TASK ITEM: Keep only the lines of the material below that contain the word "silo". Copy those lines.

──────── SUPPLIED MATERIAL

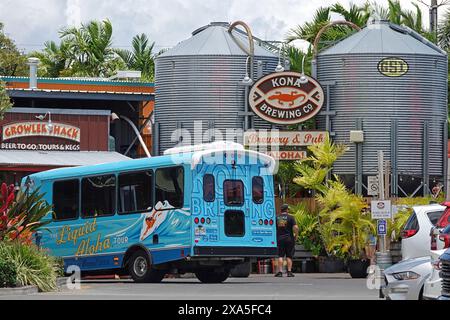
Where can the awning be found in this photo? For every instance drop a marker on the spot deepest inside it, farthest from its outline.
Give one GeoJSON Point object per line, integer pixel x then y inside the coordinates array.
{"type": "Point", "coordinates": [13, 158]}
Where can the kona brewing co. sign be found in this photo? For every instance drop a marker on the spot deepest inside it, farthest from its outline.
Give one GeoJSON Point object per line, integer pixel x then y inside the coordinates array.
{"type": "Point", "coordinates": [282, 98]}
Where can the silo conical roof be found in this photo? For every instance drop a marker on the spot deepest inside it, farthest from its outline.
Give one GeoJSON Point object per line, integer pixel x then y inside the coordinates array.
{"type": "Point", "coordinates": [214, 39]}
{"type": "Point", "coordinates": [386, 38]}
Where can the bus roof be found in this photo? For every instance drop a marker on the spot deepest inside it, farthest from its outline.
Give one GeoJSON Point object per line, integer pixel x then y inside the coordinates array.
{"type": "Point", "coordinates": [125, 165]}
{"type": "Point", "coordinates": [192, 158]}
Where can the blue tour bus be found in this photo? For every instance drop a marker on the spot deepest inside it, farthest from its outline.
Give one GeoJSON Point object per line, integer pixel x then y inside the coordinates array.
{"type": "Point", "coordinates": [204, 209]}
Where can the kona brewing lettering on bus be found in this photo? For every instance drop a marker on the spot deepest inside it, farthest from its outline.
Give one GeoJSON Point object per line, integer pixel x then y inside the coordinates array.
{"type": "Point", "coordinates": [286, 97]}
{"type": "Point", "coordinates": [86, 247]}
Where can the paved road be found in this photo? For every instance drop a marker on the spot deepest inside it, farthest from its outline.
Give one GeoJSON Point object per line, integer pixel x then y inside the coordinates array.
{"type": "Point", "coordinates": [256, 287]}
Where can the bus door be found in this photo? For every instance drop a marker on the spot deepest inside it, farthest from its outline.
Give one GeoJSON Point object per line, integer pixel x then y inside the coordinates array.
{"type": "Point", "coordinates": [221, 203]}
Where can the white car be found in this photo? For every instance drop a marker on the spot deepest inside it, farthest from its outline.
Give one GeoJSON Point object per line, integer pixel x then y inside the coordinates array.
{"type": "Point", "coordinates": [416, 233]}
{"type": "Point", "coordinates": [432, 287]}
{"type": "Point", "coordinates": [405, 280]}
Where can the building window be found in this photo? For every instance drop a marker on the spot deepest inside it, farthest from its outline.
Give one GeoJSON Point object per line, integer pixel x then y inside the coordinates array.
{"type": "Point", "coordinates": [209, 190]}
{"type": "Point", "coordinates": [258, 190]}
{"type": "Point", "coordinates": [233, 192]}
{"type": "Point", "coordinates": [135, 192]}
{"type": "Point", "coordinates": [98, 196]}
{"type": "Point", "coordinates": [169, 186]}
{"type": "Point", "coordinates": [66, 199]}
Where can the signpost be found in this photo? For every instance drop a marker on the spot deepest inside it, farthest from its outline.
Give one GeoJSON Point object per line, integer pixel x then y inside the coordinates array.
{"type": "Point", "coordinates": [372, 186]}
{"type": "Point", "coordinates": [382, 227]}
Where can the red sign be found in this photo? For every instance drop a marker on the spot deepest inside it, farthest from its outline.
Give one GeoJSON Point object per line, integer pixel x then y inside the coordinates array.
{"type": "Point", "coordinates": [286, 97]}
{"type": "Point", "coordinates": [29, 129]}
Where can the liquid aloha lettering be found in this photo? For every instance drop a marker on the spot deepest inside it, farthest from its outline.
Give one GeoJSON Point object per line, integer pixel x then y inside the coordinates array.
{"type": "Point", "coordinates": [85, 247]}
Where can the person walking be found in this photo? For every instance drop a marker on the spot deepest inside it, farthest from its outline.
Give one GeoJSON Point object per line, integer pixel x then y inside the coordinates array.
{"type": "Point", "coordinates": [287, 233]}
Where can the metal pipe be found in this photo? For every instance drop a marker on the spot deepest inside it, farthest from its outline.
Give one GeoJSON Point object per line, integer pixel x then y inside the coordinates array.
{"type": "Point", "coordinates": [136, 131]}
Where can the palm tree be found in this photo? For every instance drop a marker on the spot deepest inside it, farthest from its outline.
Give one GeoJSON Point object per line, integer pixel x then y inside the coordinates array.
{"type": "Point", "coordinates": [444, 32]}
{"type": "Point", "coordinates": [91, 47]}
{"type": "Point", "coordinates": [141, 57]}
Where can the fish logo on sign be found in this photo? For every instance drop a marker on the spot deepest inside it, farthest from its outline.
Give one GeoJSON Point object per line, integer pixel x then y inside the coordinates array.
{"type": "Point", "coordinates": [286, 97]}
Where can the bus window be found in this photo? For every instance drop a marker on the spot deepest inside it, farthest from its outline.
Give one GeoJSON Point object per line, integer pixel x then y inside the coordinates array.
{"type": "Point", "coordinates": [258, 190]}
{"type": "Point", "coordinates": [135, 192]}
{"type": "Point", "coordinates": [169, 186]}
{"type": "Point", "coordinates": [98, 196]}
{"type": "Point", "coordinates": [233, 191]}
{"type": "Point", "coordinates": [66, 199]}
{"type": "Point", "coordinates": [209, 191]}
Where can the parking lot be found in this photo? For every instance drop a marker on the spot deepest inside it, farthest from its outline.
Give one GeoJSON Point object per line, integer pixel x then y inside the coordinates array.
{"type": "Point", "coordinates": [256, 287]}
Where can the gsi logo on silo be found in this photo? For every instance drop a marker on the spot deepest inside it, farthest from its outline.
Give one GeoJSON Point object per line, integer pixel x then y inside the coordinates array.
{"type": "Point", "coordinates": [286, 97]}
{"type": "Point", "coordinates": [393, 67]}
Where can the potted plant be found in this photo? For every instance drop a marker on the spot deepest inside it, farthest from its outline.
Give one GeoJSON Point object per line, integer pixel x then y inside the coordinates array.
{"type": "Point", "coordinates": [308, 236]}
{"type": "Point", "coordinates": [350, 226]}
{"type": "Point", "coordinates": [313, 173]}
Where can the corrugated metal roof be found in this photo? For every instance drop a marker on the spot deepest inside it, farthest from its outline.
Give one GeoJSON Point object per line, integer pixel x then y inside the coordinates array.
{"type": "Point", "coordinates": [215, 39]}
{"type": "Point", "coordinates": [58, 158]}
{"type": "Point", "coordinates": [79, 91]}
{"type": "Point", "coordinates": [383, 37]}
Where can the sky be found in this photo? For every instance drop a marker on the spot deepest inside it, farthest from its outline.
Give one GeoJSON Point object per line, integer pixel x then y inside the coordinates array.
{"type": "Point", "coordinates": [167, 22]}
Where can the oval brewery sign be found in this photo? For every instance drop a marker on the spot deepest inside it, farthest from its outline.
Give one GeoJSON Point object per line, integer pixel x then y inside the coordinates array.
{"type": "Point", "coordinates": [284, 98]}
{"type": "Point", "coordinates": [393, 67]}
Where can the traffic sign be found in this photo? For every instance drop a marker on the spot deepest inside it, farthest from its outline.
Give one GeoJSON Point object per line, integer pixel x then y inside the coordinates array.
{"type": "Point", "coordinates": [382, 227]}
{"type": "Point", "coordinates": [381, 209]}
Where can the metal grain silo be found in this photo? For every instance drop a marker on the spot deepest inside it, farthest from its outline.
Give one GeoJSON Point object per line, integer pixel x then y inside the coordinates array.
{"type": "Point", "coordinates": [200, 80]}
{"type": "Point", "coordinates": [391, 83]}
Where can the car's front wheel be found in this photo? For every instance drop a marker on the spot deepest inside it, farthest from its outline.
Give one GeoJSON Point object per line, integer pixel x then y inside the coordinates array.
{"type": "Point", "coordinates": [141, 270]}
{"type": "Point", "coordinates": [211, 276]}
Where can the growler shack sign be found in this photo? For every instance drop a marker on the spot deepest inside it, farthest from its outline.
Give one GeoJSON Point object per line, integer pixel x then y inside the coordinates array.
{"type": "Point", "coordinates": [40, 136]}
{"type": "Point", "coordinates": [286, 97]}
{"type": "Point", "coordinates": [41, 129]}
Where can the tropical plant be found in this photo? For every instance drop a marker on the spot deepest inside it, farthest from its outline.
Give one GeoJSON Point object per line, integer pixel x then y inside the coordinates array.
{"type": "Point", "coordinates": [91, 49]}
{"type": "Point", "coordinates": [5, 100]}
{"type": "Point", "coordinates": [347, 223]}
{"type": "Point", "coordinates": [8, 274]}
{"type": "Point", "coordinates": [141, 57]}
{"type": "Point", "coordinates": [12, 61]}
{"type": "Point", "coordinates": [54, 59]}
{"type": "Point", "coordinates": [21, 215]}
{"type": "Point", "coordinates": [308, 224]}
{"type": "Point", "coordinates": [32, 265]}
{"type": "Point", "coordinates": [314, 170]}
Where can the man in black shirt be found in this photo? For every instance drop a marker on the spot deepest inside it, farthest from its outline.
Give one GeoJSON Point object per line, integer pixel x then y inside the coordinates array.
{"type": "Point", "coordinates": [287, 233]}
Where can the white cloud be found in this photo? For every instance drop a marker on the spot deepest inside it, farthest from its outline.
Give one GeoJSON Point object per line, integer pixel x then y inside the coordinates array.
{"type": "Point", "coordinates": [167, 22]}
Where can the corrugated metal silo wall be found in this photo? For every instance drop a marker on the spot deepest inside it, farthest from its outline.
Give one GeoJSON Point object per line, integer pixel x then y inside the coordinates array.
{"type": "Point", "coordinates": [207, 88]}
{"type": "Point", "coordinates": [362, 92]}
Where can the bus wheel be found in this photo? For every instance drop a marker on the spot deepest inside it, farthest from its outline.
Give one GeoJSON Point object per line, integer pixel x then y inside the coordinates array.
{"type": "Point", "coordinates": [141, 270]}
{"type": "Point", "coordinates": [210, 276]}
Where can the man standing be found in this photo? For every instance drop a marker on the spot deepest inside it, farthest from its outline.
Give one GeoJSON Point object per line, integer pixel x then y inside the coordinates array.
{"type": "Point", "coordinates": [287, 233]}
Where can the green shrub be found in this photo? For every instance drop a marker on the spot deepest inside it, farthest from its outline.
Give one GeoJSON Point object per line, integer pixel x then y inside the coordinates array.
{"type": "Point", "coordinates": [32, 265]}
{"type": "Point", "coordinates": [8, 274]}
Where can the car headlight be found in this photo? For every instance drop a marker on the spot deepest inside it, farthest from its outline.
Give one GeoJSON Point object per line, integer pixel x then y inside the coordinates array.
{"type": "Point", "coordinates": [407, 275]}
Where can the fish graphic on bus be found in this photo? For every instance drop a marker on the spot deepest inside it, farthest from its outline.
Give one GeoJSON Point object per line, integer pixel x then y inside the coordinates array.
{"type": "Point", "coordinates": [154, 219]}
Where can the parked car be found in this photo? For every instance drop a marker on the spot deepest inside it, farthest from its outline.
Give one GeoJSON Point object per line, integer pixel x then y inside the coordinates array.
{"type": "Point", "coordinates": [445, 275]}
{"type": "Point", "coordinates": [432, 286]}
{"type": "Point", "coordinates": [416, 233]}
{"type": "Point", "coordinates": [440, 238]}
{"type": "Point", "coordinates": [405, 280]}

────────────────

REPLY:
Where can the silo conical roof be found in this photo? For every instance drop a marker on the spot deepest inside it, farthest from its outline.
Where can the gsi logo on silo be found in this photo? For every instance drop a marker on the spot deepest inside it, farthest from its outline.
Where can the metal grain silo be found in this photo? For every instance drop a marker on the spot deepest inside it, farthest from its outline.
Where can the corrugated metal silo wall be found in this photo? For every instance drop a marker on the spot deepest inside it, farthest from its outline.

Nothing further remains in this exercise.